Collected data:
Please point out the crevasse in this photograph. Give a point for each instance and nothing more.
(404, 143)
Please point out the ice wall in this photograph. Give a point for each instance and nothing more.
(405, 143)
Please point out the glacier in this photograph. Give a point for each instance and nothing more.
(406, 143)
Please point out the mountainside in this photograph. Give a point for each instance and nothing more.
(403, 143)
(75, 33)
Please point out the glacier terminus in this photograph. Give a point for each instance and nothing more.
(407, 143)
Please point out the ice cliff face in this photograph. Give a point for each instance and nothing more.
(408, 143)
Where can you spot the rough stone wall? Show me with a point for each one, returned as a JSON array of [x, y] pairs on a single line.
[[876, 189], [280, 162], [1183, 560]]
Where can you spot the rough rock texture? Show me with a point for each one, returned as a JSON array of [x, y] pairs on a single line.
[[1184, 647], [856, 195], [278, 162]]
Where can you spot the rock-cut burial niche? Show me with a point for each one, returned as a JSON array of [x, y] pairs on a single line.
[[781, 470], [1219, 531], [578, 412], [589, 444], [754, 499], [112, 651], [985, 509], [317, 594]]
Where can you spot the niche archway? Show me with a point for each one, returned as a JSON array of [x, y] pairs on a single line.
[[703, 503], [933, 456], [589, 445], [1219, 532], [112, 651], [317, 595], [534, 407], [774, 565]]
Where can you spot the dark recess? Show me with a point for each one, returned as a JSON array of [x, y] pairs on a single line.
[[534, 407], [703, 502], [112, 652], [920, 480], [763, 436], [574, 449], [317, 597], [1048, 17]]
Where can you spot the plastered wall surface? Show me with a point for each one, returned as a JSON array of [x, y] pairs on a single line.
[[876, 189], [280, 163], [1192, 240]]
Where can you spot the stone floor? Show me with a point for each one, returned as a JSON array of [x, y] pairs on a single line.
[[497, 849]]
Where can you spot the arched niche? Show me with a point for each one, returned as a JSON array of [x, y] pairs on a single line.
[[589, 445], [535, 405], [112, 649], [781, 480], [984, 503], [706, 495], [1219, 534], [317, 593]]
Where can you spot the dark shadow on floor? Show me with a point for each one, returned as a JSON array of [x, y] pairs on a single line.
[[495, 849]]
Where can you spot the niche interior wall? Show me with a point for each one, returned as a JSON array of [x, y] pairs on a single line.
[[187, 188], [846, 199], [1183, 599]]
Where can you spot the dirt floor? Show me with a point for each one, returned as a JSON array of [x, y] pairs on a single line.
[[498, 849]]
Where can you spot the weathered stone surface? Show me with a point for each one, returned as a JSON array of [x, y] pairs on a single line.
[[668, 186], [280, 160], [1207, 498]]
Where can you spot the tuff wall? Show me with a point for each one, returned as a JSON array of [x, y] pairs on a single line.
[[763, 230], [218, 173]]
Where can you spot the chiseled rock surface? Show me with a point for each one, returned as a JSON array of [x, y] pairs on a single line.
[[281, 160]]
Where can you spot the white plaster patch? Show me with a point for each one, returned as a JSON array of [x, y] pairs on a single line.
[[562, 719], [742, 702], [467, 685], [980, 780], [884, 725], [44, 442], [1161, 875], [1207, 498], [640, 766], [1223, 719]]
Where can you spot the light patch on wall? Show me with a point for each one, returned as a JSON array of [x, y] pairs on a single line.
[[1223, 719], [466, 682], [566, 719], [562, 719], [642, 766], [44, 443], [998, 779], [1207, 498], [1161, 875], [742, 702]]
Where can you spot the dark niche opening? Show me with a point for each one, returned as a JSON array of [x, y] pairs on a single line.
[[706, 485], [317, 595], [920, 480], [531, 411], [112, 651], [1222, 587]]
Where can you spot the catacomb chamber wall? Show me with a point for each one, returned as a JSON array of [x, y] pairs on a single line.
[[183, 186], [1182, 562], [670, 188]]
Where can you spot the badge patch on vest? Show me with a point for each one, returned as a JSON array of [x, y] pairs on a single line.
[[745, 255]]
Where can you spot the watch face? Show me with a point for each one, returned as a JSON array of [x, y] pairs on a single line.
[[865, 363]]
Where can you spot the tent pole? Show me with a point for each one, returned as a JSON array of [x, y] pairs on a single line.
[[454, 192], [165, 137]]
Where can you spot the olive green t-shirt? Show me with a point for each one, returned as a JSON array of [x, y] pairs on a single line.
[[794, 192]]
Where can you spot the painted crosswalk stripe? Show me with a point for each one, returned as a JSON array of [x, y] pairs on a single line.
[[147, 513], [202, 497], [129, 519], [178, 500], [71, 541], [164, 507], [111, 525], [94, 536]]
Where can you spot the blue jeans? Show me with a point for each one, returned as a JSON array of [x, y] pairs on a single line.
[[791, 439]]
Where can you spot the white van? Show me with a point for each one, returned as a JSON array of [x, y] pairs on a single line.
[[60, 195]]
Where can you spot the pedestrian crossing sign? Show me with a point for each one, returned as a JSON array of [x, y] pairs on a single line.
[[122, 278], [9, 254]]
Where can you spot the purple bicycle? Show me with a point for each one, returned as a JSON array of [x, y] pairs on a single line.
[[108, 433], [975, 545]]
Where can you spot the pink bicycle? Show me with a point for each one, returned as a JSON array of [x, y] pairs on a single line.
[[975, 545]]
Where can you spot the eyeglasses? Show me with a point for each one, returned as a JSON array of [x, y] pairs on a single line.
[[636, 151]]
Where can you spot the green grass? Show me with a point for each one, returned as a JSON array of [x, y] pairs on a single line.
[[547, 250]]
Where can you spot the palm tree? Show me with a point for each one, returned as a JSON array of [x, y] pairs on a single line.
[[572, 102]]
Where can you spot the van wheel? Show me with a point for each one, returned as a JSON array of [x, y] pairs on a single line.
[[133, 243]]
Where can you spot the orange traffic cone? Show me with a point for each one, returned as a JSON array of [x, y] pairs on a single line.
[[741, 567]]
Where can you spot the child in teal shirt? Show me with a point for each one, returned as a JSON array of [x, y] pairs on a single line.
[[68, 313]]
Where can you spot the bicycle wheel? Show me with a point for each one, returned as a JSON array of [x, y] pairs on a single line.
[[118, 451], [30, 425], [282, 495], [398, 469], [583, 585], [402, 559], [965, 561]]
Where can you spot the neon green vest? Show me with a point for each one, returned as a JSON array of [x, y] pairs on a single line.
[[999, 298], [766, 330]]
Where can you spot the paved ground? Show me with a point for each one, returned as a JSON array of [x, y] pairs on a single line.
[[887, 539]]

Task ▸
Only the lines from the one containing "Where can you spot the neon" through the end of the records above belong in the output, each exactly as it stands, both ends included.

Final answer ▸
Where can you spot the neon green vest? Show me with a point for each one, returned as a JSON array of [x, y] pairs on a single line.
[[999, 298], [766, 330]]
Where can you spot the paved ground? Show me with a point for each one, returned as a JSON array of [x, y] pairs on a single line.
[[887, 539]]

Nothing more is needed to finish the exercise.